▸ What this task involves:
The records that follow need to be output exactly as they are.

▸ Point annotation dataset records:
◇ ◇ ◇ ◇ ◇ ◇ ◇
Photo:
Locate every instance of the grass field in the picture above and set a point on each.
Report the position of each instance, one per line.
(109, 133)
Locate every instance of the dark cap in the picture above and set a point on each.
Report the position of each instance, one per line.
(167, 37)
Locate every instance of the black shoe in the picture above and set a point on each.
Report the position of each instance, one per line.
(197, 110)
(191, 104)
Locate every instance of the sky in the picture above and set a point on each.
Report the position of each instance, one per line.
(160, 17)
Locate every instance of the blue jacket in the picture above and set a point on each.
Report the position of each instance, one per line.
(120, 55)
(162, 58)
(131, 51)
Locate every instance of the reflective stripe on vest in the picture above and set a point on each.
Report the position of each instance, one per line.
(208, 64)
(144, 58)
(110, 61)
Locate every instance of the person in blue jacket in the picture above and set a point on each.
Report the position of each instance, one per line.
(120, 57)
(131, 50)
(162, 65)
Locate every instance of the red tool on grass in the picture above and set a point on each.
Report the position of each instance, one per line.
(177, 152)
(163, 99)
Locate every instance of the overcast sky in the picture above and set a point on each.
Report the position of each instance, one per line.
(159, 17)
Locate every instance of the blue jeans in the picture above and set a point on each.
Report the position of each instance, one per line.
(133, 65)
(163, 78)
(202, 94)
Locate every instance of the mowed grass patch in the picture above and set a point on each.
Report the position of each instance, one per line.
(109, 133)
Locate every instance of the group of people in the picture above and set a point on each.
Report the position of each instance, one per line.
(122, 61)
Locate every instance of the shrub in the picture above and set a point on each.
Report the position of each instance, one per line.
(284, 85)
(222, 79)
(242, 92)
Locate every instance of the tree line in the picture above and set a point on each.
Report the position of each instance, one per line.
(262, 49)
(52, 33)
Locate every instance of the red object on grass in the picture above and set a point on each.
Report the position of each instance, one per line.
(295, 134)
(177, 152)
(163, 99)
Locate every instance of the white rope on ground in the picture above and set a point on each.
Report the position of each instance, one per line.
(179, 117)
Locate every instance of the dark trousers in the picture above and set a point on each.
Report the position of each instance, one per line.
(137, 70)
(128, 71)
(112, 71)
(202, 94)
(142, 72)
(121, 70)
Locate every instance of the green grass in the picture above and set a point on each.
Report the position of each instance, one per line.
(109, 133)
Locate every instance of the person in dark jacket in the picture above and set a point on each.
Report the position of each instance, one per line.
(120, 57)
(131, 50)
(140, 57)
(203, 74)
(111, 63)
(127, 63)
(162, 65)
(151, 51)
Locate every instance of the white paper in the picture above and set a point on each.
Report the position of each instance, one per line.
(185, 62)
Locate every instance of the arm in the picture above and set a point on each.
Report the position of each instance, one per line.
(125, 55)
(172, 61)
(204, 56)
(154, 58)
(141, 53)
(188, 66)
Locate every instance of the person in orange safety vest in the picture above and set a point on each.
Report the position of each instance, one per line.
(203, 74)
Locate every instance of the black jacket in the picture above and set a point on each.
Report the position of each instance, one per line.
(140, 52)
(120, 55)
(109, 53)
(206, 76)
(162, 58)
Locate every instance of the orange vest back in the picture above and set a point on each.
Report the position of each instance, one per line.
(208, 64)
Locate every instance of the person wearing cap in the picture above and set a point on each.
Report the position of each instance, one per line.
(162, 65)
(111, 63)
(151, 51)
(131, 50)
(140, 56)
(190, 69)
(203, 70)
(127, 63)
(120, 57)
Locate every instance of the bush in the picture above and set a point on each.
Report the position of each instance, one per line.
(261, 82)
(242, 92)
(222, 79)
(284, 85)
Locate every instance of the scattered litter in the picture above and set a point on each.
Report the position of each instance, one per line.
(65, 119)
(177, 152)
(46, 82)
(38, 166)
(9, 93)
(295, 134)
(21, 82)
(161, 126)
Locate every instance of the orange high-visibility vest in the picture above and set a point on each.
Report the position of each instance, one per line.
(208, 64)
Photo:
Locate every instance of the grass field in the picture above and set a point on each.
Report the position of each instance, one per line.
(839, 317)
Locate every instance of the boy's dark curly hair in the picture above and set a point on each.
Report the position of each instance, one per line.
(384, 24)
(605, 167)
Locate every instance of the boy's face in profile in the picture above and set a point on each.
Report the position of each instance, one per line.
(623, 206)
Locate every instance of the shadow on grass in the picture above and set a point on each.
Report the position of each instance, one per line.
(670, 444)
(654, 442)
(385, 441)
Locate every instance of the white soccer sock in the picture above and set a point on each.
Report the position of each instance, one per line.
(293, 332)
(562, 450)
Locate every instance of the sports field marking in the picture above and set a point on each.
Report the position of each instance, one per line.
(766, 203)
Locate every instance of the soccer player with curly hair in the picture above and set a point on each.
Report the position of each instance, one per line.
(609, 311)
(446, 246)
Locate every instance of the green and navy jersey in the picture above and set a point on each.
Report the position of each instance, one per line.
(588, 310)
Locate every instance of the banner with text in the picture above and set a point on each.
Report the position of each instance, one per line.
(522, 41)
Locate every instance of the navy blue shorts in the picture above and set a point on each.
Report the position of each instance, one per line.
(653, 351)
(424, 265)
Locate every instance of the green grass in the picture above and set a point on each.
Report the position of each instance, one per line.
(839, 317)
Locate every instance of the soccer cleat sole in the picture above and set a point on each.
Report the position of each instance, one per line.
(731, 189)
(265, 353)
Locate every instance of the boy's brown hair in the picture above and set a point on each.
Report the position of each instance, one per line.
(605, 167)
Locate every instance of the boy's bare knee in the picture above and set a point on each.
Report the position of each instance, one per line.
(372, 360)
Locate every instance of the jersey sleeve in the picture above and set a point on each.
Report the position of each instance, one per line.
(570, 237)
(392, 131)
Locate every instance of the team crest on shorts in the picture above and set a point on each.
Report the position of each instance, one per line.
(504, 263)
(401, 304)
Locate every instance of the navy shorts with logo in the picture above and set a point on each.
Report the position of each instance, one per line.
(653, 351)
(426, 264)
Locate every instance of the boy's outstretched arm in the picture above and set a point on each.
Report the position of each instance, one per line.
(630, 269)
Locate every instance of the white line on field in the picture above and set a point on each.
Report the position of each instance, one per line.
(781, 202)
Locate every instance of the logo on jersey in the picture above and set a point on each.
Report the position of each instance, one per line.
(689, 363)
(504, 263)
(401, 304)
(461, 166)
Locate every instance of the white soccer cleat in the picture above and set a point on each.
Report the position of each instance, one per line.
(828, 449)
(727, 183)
◇ ◇ ◇ ◇ ◇ ◇ ◇
▸ Response to this exercise:
Photo:
Locate every instance of the grass field in the picture above and set a point on each.
Report the position of each instance, one per line.
(109, 133)
Locate every instance of the dark cap in the picture above and set a point on each.
Report the position of each instance, one per line.
(167, 37)
Locate every instance of the black shoe in the picture above and set a point on each.
Report the position of each instance, one per line.
(197, 110)
(191, 104)
Locate every instance of the sky in the picture above and set a point on each.
Report the position of each instance, one per line.
(160, 17)
Locate every instance of the blue jacket in the picture above and set a point on each.
Report the position of each instance, one per line.
(120, 55)
(162, 58)
(131, 51)
Locate every instance of the reflective stripe on vest in the picture above and set a point on each.
Report the position of each instance, one per line.
(208, 64)
(144, 58)
(110, 61)
Locate every instance of the person in blue jacket in the picture above and set a point on each.
Report the position of each instance, one per line.
(120, 57)
(131, 50)
(162, 65)
Locate every instance of the red tool on grass in the picture above and set a point on each.
Report the position of each instance, one per line.
(177, 152)
(163, 99)
Locate every instance of the overcast sky in the picture above and set a point on each.
Report the position of each instance, one per line.
(159, 17)
Locate every instance of the blue jeans in the picture above and set a point on each.
Report the position of each instance, one per line.
(133, 65)
(163, 78)
(202, 94)
Locate every instance of the mowed grass patch in the picture above and set a point on each.
Report the position of each instance, one per line.
(109, 133)
Locate every instance of the group of people in the picture above and set a point on each.
Report the position of each instance, one per line.
(122, 61)
Locate every instance of the shrub in the picture above and set a point on each.
Report the position of each instance, one per line.
(284, 85)
(222, 79)
(242, 92)
Locate every instance of the tree line in the picture above and set a point on each.
Report the position of each instance, one per line.
(262, 49)
(52, 33)
Locate every instance of the red object on grass in the picture above and set a point on each.
Report the position of each instance, one per line.
(295, 134)
(177, 152)
(163, 99)
Locate every instance of the white rope on ground in the picture above and set a point on each.
Report the position of each instance, one per line.
(179, 117)
Locate every instance of the dark trousers in the picture above and set a point on each.
Report the position of each instance, one per line.
(137, 70)
(128, 71)
(112, 71)
(202, 94)
(142, 72)
(121, 70)
Locate every instance of the green grass in the picture above and set a point on each.
Report the position of each instance, one per line.
(109, 133)
Locate every instance of the person in dark jacket in the picture above and set a point on each.
Report the position of each instance, one per line.
(120, 57)
(131, 50)
(140, 57)
(203, 74)
(111, 63)
(127, 63)
(162, 65)
(151, 51)
Locate every instance of the white paper in the picture above and set a point on each.
Report the position of each instance, one per line.
(185, 62)
Locate every instance of the arm in the picture above and set a point on each.
Report the position of each instance, one per line.
(125, 55)
(172, 61)
(204, 56)
(154, 58)
(141, 53)
(188, 66)
Locate every instance of the person in orange safety vest in the picture above and set a point on each.
Report the position of each instance, one per line.
(203, 74)
Locate every instance of the black jacket in the picture above and set a point on each.
Report the position of each instance, one per line.
(140, 52)
(120, 55)
(109, 53)
(206, 76)
(162, 58)
Locate every instance of the orange vest back in the picture above and set a point on each.
Report the position of each instance, one per line.
(208, 64)
Locate every instance of the person wearing cap in the picture above and set a point on each.
Report the position of each instance, one per line.
(162, 65)
(111, 63)
(151, 51)
(131, 50)
(140, 56)
(190, 69)
(203, 70)
(127, 63)
(120, 57)
Locate every instance of the bush in the picture above and set a point on each.
Report the position of each instance, one per line.
(261, 82)
(242, 92)
(222, 79)
(284, 85)
Locate every instance of the scattered litter in the picture above and set a point on each.
Report the position of each instance, one per line.
(65, 119)
(177, 152)
(46, 82)
(38, 166)
(9, 93)
(295, 134)
(21, 82)
(161, 126)
Locate every instance of the orange high-visibility vest in the picture above and set a point on each.
Report the position of each instance, one per line.
(208, 64)
Photo:
Locate every instance of the grass field in the picture above and set a point on each.
Report the position of each instance, one per line.
(839, 317)
Locate every instance of the boy's dark curly hair in the picture above and set a point on each.
Report the position of each instance, one per line.
(384, 24)
(605, 167)
Locate every instance of the boy's face in profile in the picture above and set a point on each.
Report the position of each instance, one per line.
(623, 206)
Locate every instance of the shadow on grass in the picture above and set a point on each.
Report the position of each instance, one per line.
(670, 444)
(654, 442)
(385, 441)
Locate every instance of the white soccer sock in the picture above and set a point on each.
Report the position of each instance, one per line.
(293, 332)
(562, 450)
Locate every instance of the sports field marking in the picture above and set a point on each.
Report the position of each instance, one per line.
(766, 203)
Locate every instance of the soccer player with curly hair in the picture above and set a point on each.
Report the position of each instance, one per line.
(609, 311)
(446, 246)
Locate every instance of the green and navy jersey in the picture above and set a point on each.
Report the position of each instance, one per line.
(588, 310)
Locate every instance of the banner with text in the picture above and set a point on each.
Report the position of each instance, one per line.
(522, 41)
Locate every instance of the navy blue shorts in the picture above and set a point on each.
Report the position of each instance, one per line.
(653, 351)
(424, 265)
Locate every instance of the green grass in the picture above and set a point on each.
Report the position of each instance, one per line.
(839, 317)
Locate every instance of the soccer cleat sole in the picture above and set a point on each.
Report the position of each instance, one per line.
(731, 189)
(265, 353)
Locate every instance of the boy's brown hair in the picture above and set a point on each.
Report the position of each instance, one per line.
(605, 167)
Locate every instance of the boy's bare knee in the picture above and set a point on each.
Report the position of each instance, one per line.
(372, 360)
Locate every instance of the jersey sleeve in the picture above and set a point on each.
Report the position of each instance, one per line.
(570, 237)
(392, 131)
Locate every instance of the team crest on shorts in the picture above and set a point on each.
Report the position of each instance, one per line.
(504, 263)
(401, 304)
Locate every instance of the navy shorts with logo in the picture above and set a point on each.
Report the position of each instance, one per line.
(653, 351)
(426, 264)
Locate every instance of the boy's outstretched arm in the picture above and set a point on each.
Report the position of each instance, one per line.
(630, 269)
Locate every instance of the white line on field in the picture above and set a point on each.
Report the position of each instance, one per line.
(781, 202)
Locate every instance of the logo on jersey in the picture above and set a point on each.
Report the position of each instance, one per line.
(689, 363)
(504, 263)
(401, 304)
(461, 166)
Locate every instance of the white soccer cleat in the picture above and set a point on each.
Report the position of each instance, one per line.
(828, 449)
(727, 183)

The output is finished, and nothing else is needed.